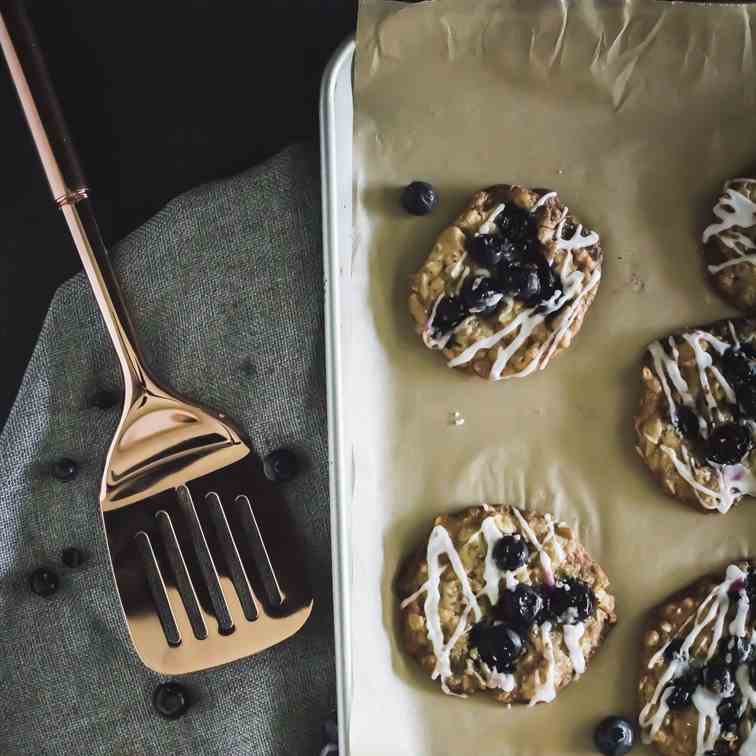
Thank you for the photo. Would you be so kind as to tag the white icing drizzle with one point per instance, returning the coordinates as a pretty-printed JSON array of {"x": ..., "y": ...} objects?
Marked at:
[
  {"x": 664, "y": 366},
  {"x": 440, "y": 543},
  {"x": 650, "y": 723},
  {"x": 491, "y": 301},
  {"x": 498, "y": 680},
  {"x": 749, "y": 747},
  {"x": 574, "y": 290},
  {"x": 713, "y": 609},
  {"x": 491, "y": 573},
  {"x": 427, "y": 335},
  {"x": 572, "y": 636},
  {"x": 578, "y": 240},
  {"x": 734, "y": 211},
  {"x": 738, "y": 624},
  {"x": 488, "y": 226},
  {"x": 548, "y": 571},
  {"x": 543, "y": 200},
  {"x": 416, "y": 595},
  {"x": 733, "y": 481},
  {"x": 743, "y": 680},
  {"x": 428, "y": 339},
  {"x": 706, "y": 702},
  {"x": 545, "y": 690}
]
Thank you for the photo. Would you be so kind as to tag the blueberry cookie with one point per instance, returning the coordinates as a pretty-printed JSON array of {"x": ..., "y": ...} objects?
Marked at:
::::::::::
### TASK TO COMPLETE
Copy the material above word for word, leaving out the pictures.

### RESPONSE
Thank you for the photo. Would you be so kind as to tag the white icing drizzle with one point per instance, returning the coordinates as a pretty-printed JSON array of {"x": ..., "y": ...} objects?
Marked at:
[
  {"x": 664, "y": 366},
  {"x": 440, "y": 543},
  {"x": 650, "y": 723},
  {"x": 491, "y": 301},
  {"x": 498, "y": 680},
  {"x": 749, "y": 747},
  {"x": 574, "y": 290},
  {"x": 713, "y": 609},
  {"x": 491, "y": 573},
  {"x": 427, "y": 335},
  {"x": 572, "y": 636},
  {"x": 578, "y": 240},
  {"x": 734, "y": 211},
  {"x": 738, "y": 624},
  {"x": 488, "y": 226},
  {"x": 548, "y": 571},
  {"x": 543, "y": 200},
  {"x": 416, "y": 595},
  {"x": 733, "y": 481},
  {"x": 743, "y": 680},
  {"x": 428, "y": 339},
  {"x": 706, "y": 702},
  {"x": 545, "y": 690}
]
Thank you for the photo. Would you be so kind as to tag the blueberry cookie with one point per instance, returning the coordinates as a pretty-printed JSON array of {"x": ..., "y": ...} objects?
Marked at:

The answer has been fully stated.